- **Exercise**
Each line of the material below should be reproduced exactly.

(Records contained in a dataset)
● ● ● ● ●
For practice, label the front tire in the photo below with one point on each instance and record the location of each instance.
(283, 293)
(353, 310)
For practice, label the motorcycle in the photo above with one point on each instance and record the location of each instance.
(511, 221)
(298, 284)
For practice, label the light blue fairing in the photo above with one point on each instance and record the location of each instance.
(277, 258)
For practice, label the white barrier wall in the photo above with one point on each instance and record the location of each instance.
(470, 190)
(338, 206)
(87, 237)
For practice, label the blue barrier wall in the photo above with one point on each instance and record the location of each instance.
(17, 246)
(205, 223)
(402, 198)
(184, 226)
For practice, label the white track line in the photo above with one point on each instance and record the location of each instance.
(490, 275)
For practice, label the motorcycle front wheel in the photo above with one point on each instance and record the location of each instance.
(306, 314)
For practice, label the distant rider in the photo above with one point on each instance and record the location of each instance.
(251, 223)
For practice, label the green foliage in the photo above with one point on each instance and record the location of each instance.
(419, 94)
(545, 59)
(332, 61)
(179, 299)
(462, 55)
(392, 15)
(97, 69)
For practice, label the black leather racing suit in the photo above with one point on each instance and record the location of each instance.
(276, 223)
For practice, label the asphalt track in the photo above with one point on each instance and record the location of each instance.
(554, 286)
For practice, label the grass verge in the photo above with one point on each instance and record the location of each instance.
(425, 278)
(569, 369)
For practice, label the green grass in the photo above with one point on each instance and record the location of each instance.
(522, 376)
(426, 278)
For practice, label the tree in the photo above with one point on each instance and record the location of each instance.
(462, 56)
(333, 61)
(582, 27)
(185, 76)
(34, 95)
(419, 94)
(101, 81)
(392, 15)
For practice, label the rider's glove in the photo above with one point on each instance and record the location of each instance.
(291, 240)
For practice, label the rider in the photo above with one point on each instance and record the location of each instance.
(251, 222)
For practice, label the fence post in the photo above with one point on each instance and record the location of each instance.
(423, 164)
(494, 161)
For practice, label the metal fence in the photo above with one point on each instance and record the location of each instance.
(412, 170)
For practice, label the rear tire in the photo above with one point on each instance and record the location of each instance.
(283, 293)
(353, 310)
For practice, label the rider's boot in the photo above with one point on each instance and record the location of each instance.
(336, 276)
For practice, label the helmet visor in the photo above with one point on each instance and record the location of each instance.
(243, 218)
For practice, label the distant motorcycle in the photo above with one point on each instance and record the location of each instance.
● ● ● ● ●
- **Exercise answer**
For practice, label the front tire in the photo below with one point on each instance and record the location of each instance.
(283, 293)
(353, 310)
For practice, label the motorcycle in the photo above with one point on each instance and record the location of each instance.
(511, 221)
(298, 284)
For practice, label the light blue fairing in the photo above with one point on each instance and record the location of each instance.
(277, 258)
For practice, label the white barrier wall in the photo above with one point on each instance and record the location of each instance.
(470, 190)
(338, 206)
(87, 237)
For practice, label the blue barrier wall in the photo above with one point on each instance and record the location of each instance.
(17, 246)
(205, 223)
(402, 198)
(184, 226)
For practice, label the white track line in the photo above with one point on each instance and record the location of each instance.
(490, 275)
For practice, label the motorcycle front wheel in the photo above with one point on each instance and record the location of each instance.
(306, 314)
For practice, label the distant rider in the photo above with one point on each instance and record the location of each instance.
(251, 223)
For practice, label the green foliage in the photo above with one point on each instance and record the location of each instance.
(419, 94)
(545, 59)
(332, 61)
(179, 299)
(462, 55)
(392, 15)
(97, 69)
For practice, label the black leather racing suit in the photo above with one point on each instance and record the location of each instance.
(276, 223)
For practice, label the asphalt track in the photo above with one point on each instance and record the location of each instance.
(554, 286)
For practice, label the grass verge in the photo above with one point on each instance and record the location of each instance.
(425, 278)
(569, 369)
For practice, label the green grass in the photo above with one point on each instance and record the location of each instance.
(522, 376)
(426, 278)
For practice, label the tree in the photo above with one point on each instance and record the location of each instance.
(462, 56)
(333, 61)
(582, 27)
(185, 76)
(34, 95)
(419, 94)
(101, 81)
(392, 15)
For practice, label the rider's glove in the photo above with one point on each instance and record the location of each instance.
(291, 240)
For practice, label the rider in the photo above with one point on each instance and record the location of each instance.
(251, 222)
For practice, label the fence post in the photo above with one point on each instance and record the location of each instance.
(423, 164)
(494, 161)
For practice, label the metal fence in the photo above with one point on each instance and record the location of each instance.
(412, 170)
For practice, label the rear tire in the photo above with one point on each instance and record the location of each instance.
(283, 293)
(353, 310)
For practice, label the rider's boot in the photo above with one point on each instance and record the location of each instance.
(336, 276)
For practice, label the helmet visor in the photo above with one point on each instance and record the location of each instance.
(243, 218)
For practice, label the distant motorcycle in the photo above with one point on each instance and record the location of each instance.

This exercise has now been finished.